_What you need to do_
Keep only the lines that hold the string "laptop", filtering out the rest of the entries below.

== Exercise material ==

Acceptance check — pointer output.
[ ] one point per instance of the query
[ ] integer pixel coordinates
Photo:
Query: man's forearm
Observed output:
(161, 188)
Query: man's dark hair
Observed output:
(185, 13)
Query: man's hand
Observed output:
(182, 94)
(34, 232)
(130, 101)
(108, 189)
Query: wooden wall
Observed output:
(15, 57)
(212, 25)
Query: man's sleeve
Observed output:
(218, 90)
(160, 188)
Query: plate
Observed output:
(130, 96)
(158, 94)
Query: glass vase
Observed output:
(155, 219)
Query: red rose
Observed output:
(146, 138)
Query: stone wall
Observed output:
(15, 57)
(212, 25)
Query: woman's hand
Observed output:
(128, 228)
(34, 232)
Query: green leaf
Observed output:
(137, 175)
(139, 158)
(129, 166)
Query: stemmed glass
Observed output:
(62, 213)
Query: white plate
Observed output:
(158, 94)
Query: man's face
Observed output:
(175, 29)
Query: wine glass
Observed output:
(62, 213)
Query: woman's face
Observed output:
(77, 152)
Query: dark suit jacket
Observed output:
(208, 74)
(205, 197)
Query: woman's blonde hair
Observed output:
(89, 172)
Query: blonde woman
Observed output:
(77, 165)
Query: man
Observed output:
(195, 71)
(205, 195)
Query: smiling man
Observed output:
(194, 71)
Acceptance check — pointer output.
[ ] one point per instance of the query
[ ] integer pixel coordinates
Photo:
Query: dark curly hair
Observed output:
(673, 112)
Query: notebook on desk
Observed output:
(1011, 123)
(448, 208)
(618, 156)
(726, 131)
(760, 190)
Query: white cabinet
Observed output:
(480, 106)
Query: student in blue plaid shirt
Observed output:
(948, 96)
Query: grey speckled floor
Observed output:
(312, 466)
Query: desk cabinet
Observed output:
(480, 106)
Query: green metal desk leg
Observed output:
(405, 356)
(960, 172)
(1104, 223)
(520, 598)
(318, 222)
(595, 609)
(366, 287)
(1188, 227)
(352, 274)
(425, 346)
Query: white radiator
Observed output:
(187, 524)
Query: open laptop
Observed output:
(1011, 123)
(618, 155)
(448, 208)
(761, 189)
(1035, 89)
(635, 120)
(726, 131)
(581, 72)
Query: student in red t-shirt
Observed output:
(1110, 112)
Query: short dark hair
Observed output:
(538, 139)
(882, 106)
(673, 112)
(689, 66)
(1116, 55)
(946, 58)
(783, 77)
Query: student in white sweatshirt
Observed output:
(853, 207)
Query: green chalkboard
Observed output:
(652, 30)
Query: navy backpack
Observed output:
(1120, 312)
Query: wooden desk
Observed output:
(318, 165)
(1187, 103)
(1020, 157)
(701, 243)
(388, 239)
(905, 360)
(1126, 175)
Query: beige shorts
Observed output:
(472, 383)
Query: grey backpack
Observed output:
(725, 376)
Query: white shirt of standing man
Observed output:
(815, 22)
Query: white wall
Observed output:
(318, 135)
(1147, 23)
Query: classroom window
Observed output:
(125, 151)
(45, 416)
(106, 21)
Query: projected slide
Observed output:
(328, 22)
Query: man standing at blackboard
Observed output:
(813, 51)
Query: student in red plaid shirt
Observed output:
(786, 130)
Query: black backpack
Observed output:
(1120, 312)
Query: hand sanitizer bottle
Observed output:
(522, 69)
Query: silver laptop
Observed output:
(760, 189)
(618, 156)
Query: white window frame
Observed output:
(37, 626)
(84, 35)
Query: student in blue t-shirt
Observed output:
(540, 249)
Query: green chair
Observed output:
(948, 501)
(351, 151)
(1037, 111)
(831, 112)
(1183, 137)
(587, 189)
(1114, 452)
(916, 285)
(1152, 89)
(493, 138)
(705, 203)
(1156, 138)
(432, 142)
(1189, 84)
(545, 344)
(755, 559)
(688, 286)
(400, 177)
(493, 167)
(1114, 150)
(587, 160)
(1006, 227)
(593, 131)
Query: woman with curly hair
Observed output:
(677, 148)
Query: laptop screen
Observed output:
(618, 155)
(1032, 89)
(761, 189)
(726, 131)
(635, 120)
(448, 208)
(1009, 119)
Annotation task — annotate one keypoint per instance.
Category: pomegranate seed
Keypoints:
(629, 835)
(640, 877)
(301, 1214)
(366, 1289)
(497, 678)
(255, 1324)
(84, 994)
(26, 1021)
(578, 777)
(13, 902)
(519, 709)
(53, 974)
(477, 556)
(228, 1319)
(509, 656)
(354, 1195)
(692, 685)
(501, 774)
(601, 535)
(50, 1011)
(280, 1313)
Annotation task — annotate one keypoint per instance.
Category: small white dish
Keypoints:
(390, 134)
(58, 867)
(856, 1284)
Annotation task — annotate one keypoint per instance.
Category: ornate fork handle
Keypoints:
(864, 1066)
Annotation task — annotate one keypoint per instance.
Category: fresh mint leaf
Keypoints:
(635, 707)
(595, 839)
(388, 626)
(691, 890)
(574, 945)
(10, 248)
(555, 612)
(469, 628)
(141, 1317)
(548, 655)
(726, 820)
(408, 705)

===

_Output for this task_
Query: open laptop
Query: silver laptop
Query: laptop screen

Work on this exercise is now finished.